▸ DIRECTION
Starting at the line that has "Identify a point for each instance of the large tree" and going through the end of the material, write those lines out again with "fallen palm frond" changed to "fallen palm leaf" and nothing else altered. Leave the pictures out.

★ ★ ★ ★

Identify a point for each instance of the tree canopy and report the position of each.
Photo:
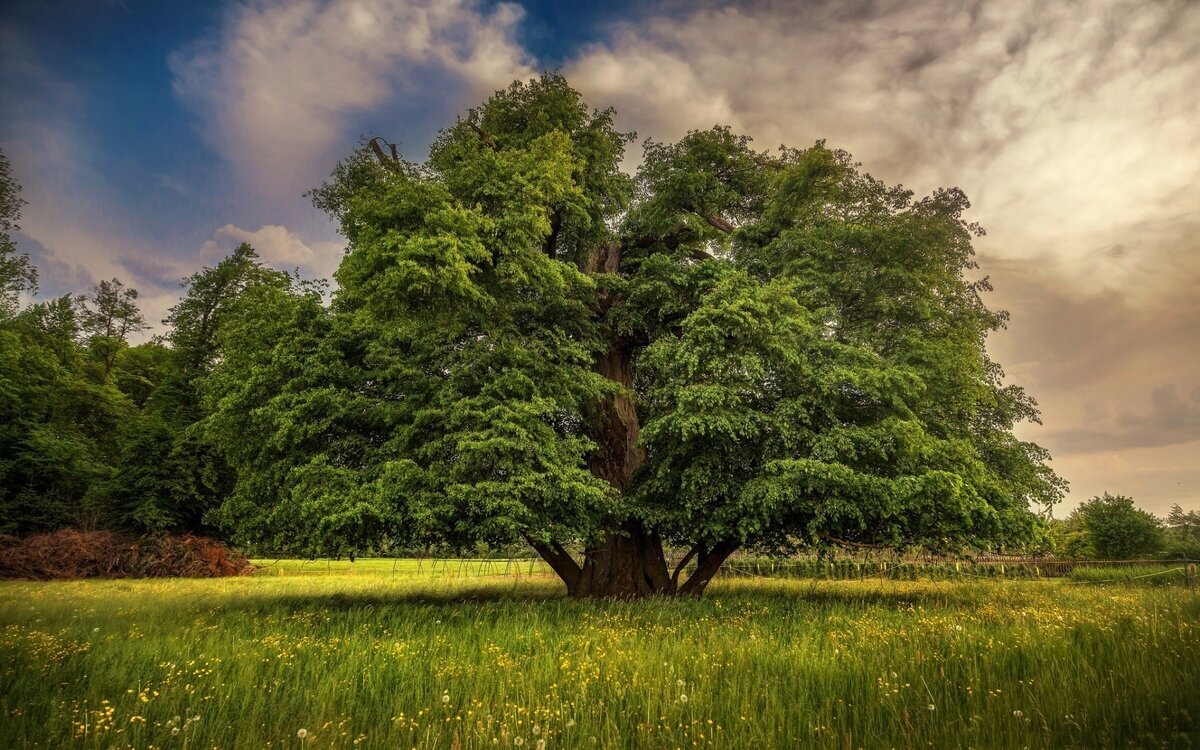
(732, 349)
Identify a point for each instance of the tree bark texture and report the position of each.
(629, 561)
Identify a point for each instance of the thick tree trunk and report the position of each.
(629, 562)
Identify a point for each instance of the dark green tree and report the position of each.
(736, 349)
(168, 475)
(108, 315)
(17, 274)
(1116, 528)
(1183, 532)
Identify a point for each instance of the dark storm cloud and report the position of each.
(149, 271)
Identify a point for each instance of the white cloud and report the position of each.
(1071, 125)
(276, 84)
(276, 246)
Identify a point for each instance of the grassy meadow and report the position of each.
(387, 654)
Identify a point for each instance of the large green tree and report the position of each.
(733, 349)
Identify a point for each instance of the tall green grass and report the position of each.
(366, 657)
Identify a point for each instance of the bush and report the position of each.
(71, 553)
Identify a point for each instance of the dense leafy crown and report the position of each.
(798, 343)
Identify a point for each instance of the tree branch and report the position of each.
(846, 543)
(709, 564)
(558, 559)
(720, 223)
(683, 563)
(384, 160)
(483, 136)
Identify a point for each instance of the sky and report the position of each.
(153, 137)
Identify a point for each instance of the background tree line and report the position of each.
(1111, 527)
(95, 431)
(269, 417)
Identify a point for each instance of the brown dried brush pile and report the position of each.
(71, 553)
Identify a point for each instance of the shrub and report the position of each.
(71, 553)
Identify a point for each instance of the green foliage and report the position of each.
(17, 274)
(1182, 538)
(1116, 529)
(798, 343)
(96, 432)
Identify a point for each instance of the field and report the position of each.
(394, 655)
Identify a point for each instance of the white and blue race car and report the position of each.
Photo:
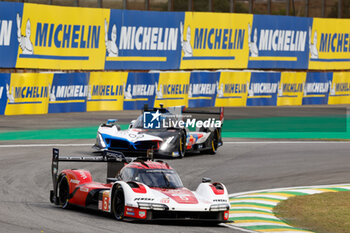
(169, 139)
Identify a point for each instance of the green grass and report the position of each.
(321, 213)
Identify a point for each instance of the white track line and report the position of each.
(250, 142)
(42, 145)
(285, 142)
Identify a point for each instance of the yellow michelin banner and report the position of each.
(41, 93)
(28, 93)
(290, 88)
(210, 40)
(61, 38)
(329, 44)
(172, 89)
(232, 89)
(340, 88)
(106, 91)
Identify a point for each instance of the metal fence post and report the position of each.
(232, 7)
(307, 8)
(340, 8)
(323, 8)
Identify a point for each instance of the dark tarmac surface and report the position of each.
(242, 165)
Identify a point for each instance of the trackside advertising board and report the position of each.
(142, 40)
(41, 93)
(278, 42)
(34, 36)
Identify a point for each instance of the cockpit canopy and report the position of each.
(153, 178)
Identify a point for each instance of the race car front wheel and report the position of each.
(118, 204)
(63, 192)
(182, 146)
(214, 142)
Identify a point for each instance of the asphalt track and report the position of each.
(241, 165)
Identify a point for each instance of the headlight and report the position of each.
(153, 206)
(166, 143)
(219, 207)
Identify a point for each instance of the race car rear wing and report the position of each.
(199, 112)
(115, 162)
(182, 110)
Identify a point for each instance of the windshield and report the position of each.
(164, 116)
(159, 178)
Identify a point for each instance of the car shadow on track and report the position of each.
(104, 215)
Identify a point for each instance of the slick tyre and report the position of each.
(181, 146)
(214, 143)
(63, 192)
(118, 204)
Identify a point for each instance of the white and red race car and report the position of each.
(141, 190)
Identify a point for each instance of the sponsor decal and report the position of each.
(84, 189)
(329, 44)
(140, 40)
(214, 40)
(263, 88)
(278, 42)
(143, 199)
(68, 92)
(142, 213)
(155, 120)
(74, 181)
(317, 87)
(63, 42)
(164, 200)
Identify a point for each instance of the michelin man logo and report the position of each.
(220, 90)
(151, 120)
(127, 92)
(253, 48)
(313, 44)
(52, 96)
(332, 90)
(111, 45)
(250, 90)
(280, 89)
(24, 40)
(10, 95)
(190, 91)
(186, 44)
(159, 93)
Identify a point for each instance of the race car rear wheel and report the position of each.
(214, 142)
(118, 204)
(63, 192)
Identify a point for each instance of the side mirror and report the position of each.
(111, 121)
(132, 124)
(206, 180)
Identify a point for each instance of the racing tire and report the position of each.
(63, 192)
(214, 142)
(182, 146)
(118, 204)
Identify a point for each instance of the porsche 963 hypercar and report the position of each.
(137, 189)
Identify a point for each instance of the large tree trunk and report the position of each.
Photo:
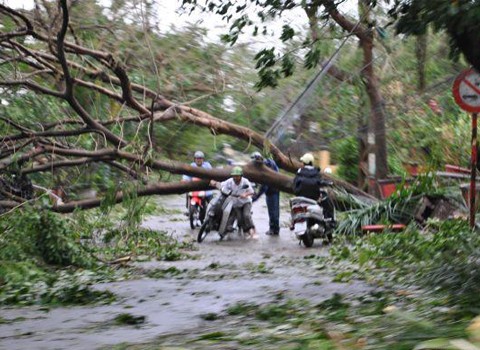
(364, 32)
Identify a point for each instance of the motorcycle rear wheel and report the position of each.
(191, 216)
(307, 239)
(204, 230)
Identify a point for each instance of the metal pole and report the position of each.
(473, 190)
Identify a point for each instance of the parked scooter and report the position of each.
(218, 211)
(308, 219)
(197, 205)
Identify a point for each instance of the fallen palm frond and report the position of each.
(401, 207)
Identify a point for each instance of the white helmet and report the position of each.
(256, 156)
(307, 158)
(199, 154)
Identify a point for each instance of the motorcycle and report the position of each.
(218, 211)
(197, 205)
(308, 220)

★ ★ ★ ★

▸ REPLY
Identify a point for each instance of the large tree trunk and report the position of each.
Photo:
(364, 32)
Identify a point for each instance of the motorcycle rear wheel and report the position of each.
(191, 216)
(307, 239)
(204, 230)
Identify a point for each instance of the metal pole and report the position of each.
(473, 190)
Identify a point for each instance of the parked scooter and report the position of each.
(218, 211)
(308, 219)
(197, 205)
Identify a point for each instance of the fallen palm leaf and report the position of each.
(401, 207)
Identify a point for each instance of the white helmet and report the position of each.
(256, 156)
(307, 158)
(199, 154)
Identify a point for each instance of the motorcycle and report the position of each.
(218, 211)
(197, 205)
(308, 220)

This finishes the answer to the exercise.